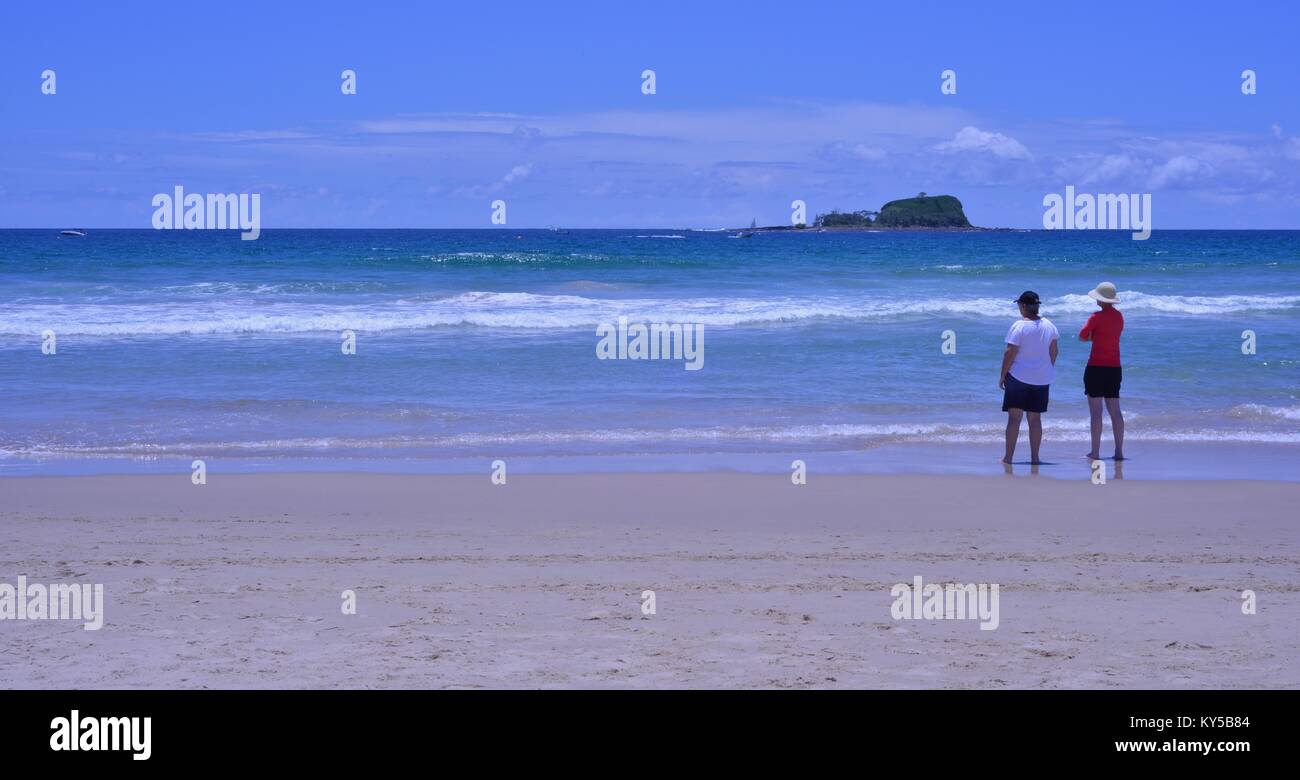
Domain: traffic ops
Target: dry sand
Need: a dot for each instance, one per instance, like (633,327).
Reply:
(758,583)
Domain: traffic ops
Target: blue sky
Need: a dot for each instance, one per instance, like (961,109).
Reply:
(757,104)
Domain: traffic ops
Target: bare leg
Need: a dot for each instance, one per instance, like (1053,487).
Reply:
(1035,436)
(1095,412)
(1117,427)
(1013,432)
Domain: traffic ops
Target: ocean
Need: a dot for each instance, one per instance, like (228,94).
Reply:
(481,345)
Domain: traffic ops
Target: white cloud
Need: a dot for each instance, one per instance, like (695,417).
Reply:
(973,139)
(1179,172)
(518,173)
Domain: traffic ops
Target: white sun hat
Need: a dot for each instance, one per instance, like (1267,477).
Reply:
(1105,293)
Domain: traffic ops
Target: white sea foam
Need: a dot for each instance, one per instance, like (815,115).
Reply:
(683,438)
(532,311)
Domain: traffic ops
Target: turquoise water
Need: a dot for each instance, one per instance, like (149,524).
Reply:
(475,345)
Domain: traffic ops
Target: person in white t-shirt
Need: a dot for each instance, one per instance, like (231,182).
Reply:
(1028,367)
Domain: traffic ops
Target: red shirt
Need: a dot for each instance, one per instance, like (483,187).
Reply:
(1105,328)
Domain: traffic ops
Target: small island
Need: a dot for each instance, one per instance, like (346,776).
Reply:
(923,212)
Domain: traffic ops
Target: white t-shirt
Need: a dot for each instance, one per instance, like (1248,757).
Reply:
(1032,363)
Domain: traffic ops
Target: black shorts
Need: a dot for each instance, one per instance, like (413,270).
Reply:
(1101,381)
(1031,398)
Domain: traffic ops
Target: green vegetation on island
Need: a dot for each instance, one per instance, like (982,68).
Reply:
(922,211)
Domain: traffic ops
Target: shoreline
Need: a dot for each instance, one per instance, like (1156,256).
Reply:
(759,583)
(1148,460)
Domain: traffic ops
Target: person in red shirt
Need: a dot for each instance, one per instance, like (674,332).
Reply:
(1104,373)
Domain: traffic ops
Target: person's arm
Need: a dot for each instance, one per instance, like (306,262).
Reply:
(1008,359)
(1086,334)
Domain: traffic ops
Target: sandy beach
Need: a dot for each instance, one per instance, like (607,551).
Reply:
(758,583)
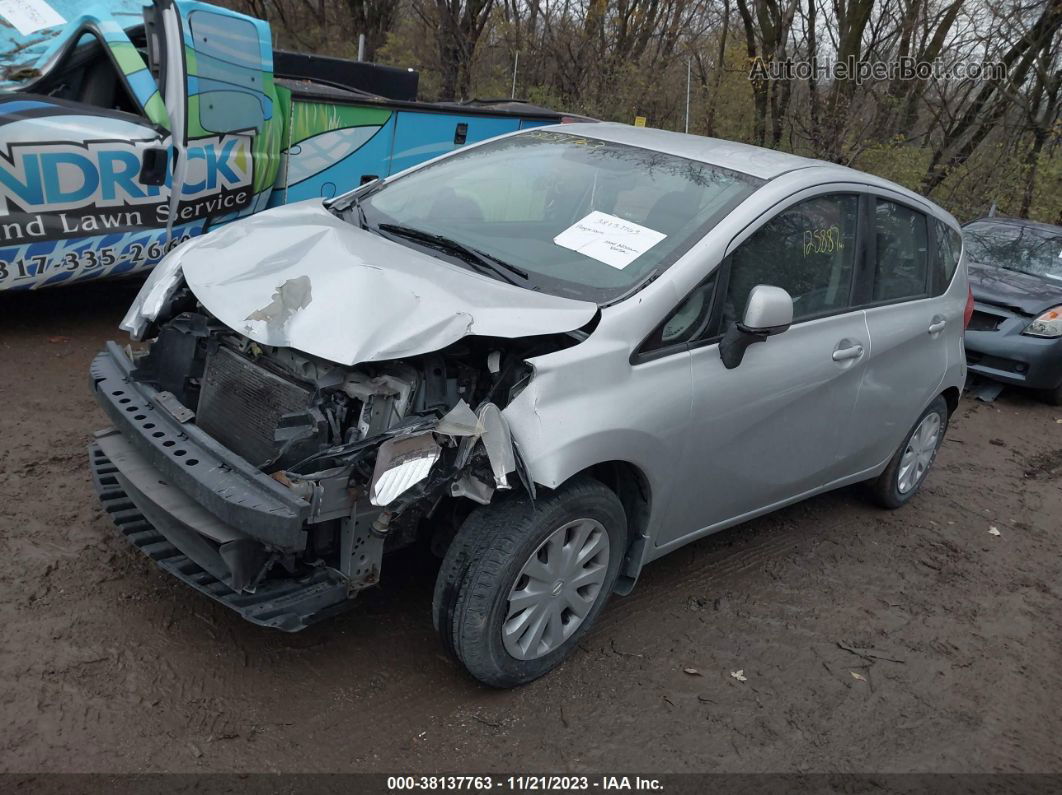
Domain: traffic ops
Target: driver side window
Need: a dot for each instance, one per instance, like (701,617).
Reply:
(808,249)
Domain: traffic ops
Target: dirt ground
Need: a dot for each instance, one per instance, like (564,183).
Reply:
(913,640)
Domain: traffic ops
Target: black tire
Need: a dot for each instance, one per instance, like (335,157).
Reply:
(484,559)
(885,488)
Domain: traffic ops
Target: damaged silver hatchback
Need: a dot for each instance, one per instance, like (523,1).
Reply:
(552,357)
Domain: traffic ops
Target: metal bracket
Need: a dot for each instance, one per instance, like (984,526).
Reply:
(361,551)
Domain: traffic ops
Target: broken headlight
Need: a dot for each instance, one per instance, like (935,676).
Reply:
(1049,324)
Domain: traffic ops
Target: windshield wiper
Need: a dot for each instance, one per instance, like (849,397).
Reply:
(474,257)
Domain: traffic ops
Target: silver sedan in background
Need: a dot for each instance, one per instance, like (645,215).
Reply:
(553,357)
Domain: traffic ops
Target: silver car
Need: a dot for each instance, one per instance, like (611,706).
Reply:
(552,358)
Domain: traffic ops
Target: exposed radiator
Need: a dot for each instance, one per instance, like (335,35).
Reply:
(240,404)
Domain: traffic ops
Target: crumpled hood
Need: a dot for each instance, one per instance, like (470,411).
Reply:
(1030,295)
(301,277)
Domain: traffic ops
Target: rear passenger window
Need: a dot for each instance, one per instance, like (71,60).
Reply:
(808,249)
(903,248)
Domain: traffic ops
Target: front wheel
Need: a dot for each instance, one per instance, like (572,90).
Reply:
(521,583)
(907,470)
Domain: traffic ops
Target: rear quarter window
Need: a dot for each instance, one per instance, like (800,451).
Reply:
(903,252)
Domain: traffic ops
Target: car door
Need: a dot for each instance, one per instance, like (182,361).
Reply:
(774,428)
(908,328)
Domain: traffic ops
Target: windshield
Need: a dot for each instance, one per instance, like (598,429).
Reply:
(1015,247)
(567,214)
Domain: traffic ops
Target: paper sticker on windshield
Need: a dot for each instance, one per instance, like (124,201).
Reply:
(609,239)
(30,16)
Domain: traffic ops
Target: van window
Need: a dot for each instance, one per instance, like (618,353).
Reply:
(902,249)
(808,249)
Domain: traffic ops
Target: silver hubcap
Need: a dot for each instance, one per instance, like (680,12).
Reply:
(919,453)
(555,589)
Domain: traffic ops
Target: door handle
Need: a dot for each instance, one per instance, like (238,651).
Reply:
(842,355)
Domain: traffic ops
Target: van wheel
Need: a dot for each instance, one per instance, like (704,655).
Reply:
(907,470)
(523,582)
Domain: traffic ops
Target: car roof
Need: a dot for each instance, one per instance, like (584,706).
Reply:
(1015,222)
(757,161)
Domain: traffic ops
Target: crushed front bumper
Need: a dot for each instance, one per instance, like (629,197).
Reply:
(997,349)
(229,487)
(287,604)
(201,512)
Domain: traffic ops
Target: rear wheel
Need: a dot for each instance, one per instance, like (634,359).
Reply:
(907,470)
(1054,396)
(521,583)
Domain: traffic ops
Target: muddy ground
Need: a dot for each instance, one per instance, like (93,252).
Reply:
(108,664)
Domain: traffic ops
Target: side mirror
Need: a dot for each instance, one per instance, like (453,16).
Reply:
(769,312)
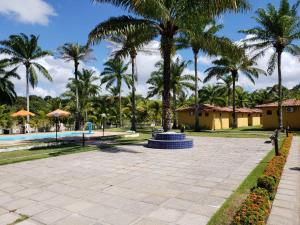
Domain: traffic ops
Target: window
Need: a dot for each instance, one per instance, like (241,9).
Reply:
(290,109)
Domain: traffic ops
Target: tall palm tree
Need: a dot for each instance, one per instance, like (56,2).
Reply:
(226,84)
(180,83)
(25,51)
(212,95)
(7,87)
(234,66)
(127,43)
(167,18)
(201,35)
(277,29)
(114,73)
(76,53)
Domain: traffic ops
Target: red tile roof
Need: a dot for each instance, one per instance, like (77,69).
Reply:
(213,108)
(288,102)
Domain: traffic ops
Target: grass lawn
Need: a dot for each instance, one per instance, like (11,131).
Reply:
(227,211)
(246,132)
(26,155)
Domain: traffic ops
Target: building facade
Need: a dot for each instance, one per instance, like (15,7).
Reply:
(290,111)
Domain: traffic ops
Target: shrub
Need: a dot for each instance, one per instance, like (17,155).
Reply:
(267,182)
(254,209)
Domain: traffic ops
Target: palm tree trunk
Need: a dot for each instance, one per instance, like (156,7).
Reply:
(120,109)
(77,117)
(197,122)
(228,96)
(280,120)
(233,100)
(133,119)
(174,109)
(27,91)
(167,44)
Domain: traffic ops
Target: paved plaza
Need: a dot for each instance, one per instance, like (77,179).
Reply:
(286,206)
(129,185)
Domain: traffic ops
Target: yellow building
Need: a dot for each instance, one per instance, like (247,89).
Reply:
(291,114)
(215,118)
(248,117)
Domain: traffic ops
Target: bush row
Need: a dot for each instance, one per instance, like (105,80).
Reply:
(257,206)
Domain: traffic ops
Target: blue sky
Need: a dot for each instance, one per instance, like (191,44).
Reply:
(58,22)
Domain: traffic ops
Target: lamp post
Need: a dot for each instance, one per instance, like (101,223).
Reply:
(103,116)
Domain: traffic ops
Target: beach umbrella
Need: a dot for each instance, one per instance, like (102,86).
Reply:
(22,113)
(58,113)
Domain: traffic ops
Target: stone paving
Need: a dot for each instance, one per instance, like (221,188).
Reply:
(129,185)
(286,206)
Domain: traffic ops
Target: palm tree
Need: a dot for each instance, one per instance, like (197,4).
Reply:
(114,73)
(7,87)
(24,50)
(277,29)
(233,66)
(212,95)
(76,53)
(201,35)
(167,18)
(128,43)
(180,83)
(226,84)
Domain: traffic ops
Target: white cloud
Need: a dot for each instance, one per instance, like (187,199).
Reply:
(60,71)
(27,11)
(290,71)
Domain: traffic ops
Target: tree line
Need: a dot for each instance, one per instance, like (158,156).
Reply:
(178,24)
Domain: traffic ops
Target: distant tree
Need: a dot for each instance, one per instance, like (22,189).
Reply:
(76,53)
(25,51)
(277,29)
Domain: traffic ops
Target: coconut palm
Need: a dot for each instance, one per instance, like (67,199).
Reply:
(76,53)
(277,29)
(200,35)
(114,73)
(226,84)
(180,83)
(234,66)
(167,18)
(127,43)
(25,51)
(212,95)
(7,87)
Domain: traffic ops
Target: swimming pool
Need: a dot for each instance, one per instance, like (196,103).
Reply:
(24,137)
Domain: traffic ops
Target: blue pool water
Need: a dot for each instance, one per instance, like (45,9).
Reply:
(22,137)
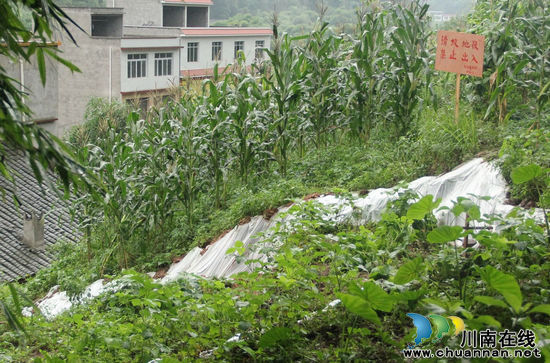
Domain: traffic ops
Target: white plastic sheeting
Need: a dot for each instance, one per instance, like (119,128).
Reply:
(474,178)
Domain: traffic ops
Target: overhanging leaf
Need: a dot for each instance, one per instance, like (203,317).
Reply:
(524,174)
(505,284)
(409,271)
(424,206)
(359,306)
(444,234)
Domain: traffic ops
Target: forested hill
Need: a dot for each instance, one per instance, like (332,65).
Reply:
(294,16)
(299,16)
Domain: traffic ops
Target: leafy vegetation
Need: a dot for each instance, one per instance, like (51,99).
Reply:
(323,113)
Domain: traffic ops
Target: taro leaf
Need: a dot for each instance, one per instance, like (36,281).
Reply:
(424,206)
(360,306)
(524,174)
(275,336)
(444,234)
(377,297)
(410,295)
(409,271)
(505,284)
(544,308)
(490,301)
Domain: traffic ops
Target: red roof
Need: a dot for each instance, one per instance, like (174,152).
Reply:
(226,31)
(205,72)
(202,2)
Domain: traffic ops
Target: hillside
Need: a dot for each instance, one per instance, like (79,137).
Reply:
(396,228)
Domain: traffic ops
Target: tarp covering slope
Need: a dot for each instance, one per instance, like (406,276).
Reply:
(474,178)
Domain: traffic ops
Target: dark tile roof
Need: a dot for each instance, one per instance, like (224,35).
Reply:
(16,259)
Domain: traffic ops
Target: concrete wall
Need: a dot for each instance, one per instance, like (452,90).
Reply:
(228,50)
(107,25)
(173,16)
(99,60)
(42,100)
(197,16)
(140,12)
(150,82)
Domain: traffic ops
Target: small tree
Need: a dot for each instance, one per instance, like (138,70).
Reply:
(19,42)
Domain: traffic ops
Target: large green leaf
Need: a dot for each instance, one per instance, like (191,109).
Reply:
(490,301)
(444,234)
(377,297)
(505,284)
(360,306)
(409,271)
(424,206)
(275,336)
(544,308)
(524,174)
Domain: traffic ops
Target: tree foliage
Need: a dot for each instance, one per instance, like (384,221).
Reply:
(20,43)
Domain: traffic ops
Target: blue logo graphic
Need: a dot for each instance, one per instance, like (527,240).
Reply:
(423,328)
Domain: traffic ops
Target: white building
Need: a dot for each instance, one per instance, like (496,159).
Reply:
(135,50)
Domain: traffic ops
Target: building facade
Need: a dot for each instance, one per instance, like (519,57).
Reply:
(134,51)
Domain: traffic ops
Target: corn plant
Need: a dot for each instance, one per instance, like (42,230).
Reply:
(364,72)
(286,90)
(324,88)
(215,130)
(409,64)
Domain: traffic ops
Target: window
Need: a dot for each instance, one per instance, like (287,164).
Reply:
(239,46)
(137,65)
(163,64)
(259,53)
(192,52)
(216,51)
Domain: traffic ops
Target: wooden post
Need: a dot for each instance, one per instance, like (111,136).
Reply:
(457,97)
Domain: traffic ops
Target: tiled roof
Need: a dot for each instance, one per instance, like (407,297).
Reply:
(191,2)
(16,259)
(223,31)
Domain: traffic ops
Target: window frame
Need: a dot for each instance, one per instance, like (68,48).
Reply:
(238,45)
(136,65)
(259,49)
(216,57)
(195,49)
(164,64)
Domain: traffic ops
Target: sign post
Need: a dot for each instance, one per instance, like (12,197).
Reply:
(460,53)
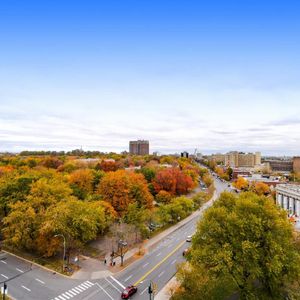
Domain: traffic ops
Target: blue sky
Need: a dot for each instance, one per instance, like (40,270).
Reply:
(212,75)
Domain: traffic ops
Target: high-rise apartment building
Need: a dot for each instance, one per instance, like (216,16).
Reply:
(296,164)
(139,147)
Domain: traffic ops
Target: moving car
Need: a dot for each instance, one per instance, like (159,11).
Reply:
(189,238)
(185,251)
(128,292)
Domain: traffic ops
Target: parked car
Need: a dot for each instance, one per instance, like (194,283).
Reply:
(128,292)
(185,251)
(189,238)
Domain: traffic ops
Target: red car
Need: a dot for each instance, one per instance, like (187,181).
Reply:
(129,291)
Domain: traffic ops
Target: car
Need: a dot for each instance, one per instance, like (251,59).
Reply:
(128,292)
(185,251)
(189,238)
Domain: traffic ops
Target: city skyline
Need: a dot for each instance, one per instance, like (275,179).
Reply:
(216,77)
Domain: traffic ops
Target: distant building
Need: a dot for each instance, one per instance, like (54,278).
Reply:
(140,147)
(288,197)
(184,154)
(296,164)
(235,159)
(279,165)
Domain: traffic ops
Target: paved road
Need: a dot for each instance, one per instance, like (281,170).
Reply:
(158,266)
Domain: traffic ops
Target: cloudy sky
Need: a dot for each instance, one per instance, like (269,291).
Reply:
(212,75)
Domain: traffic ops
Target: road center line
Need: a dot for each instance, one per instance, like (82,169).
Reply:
(161,274)
(26,288)
(40,281)
(161,262)
(146,288)
(128,278)
(113,285)
(104,291)
(19,270)
(118,282)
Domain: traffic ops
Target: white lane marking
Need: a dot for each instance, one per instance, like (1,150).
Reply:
(146,288)
(19,270)
(113,285)
(128,278)
(40,281)
(69,294)
(118,282)
(104,291)
(85,285)
(161,274)
(72,293)
(26,288)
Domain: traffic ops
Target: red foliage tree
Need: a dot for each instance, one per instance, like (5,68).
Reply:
(173,180)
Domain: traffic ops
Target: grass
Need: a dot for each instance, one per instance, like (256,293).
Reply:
(54,263)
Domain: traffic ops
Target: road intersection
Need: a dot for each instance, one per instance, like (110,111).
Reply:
(157,266)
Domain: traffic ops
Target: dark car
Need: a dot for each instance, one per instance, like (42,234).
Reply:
(186,251)
(129,291)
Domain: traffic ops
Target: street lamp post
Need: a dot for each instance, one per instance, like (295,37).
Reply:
(57,235)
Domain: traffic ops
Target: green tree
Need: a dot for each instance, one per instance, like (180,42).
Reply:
(246,242)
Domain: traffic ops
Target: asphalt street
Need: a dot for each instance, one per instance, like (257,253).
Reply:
(157,266)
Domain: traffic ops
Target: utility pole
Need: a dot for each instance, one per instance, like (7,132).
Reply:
(64,257)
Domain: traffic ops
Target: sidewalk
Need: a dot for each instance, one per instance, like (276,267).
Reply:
(91,268)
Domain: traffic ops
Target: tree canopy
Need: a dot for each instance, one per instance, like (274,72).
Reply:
(244,244)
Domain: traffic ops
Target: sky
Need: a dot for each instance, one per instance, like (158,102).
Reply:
(209,75)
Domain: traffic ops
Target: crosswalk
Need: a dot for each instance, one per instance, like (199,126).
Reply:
(74,291)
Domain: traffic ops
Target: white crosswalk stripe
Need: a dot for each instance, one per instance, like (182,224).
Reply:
(75,291)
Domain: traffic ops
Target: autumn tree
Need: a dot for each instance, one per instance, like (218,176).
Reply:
(174,181)
(176,210)
(121,188)
(163,197)
(82,182)
(241,183)
(243,244)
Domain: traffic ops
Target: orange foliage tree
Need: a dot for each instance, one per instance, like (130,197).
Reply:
(120,188)
(241,183)
(261,188)
(83,180)
(174,181)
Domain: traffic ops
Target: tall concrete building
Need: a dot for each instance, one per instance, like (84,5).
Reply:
(139,147)
(236,159)
(296,164)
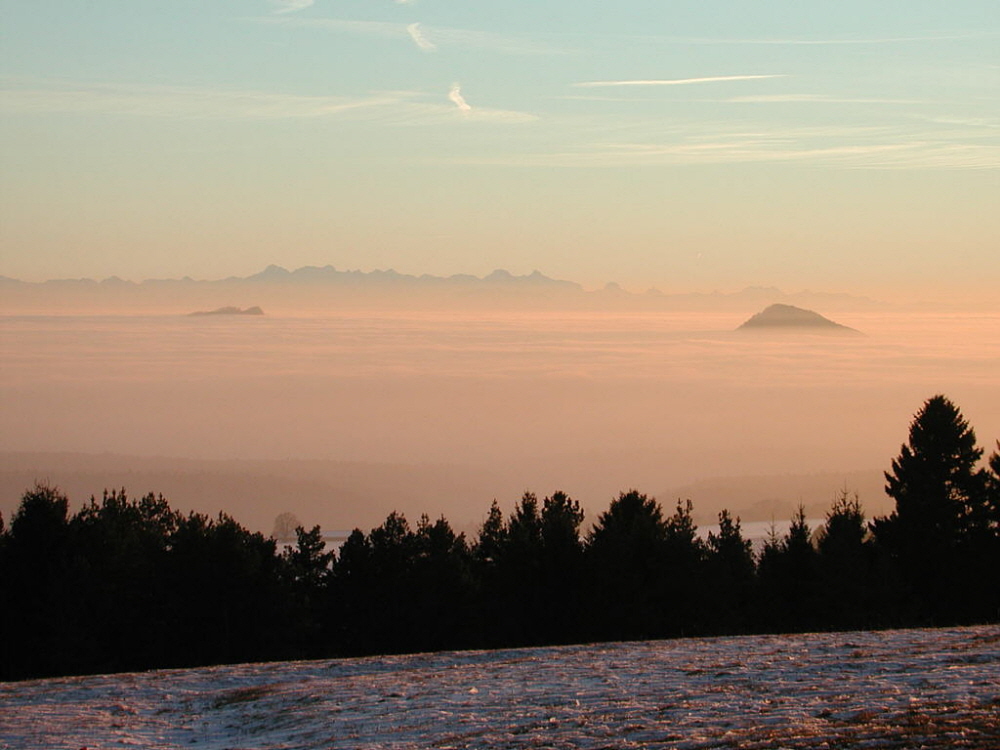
•••••
# REQUIREMENT
List every line of the material above that contains the word "road".

# RESULT OF THE TASK
Target: paved road
Target: road center line
Target: road intersection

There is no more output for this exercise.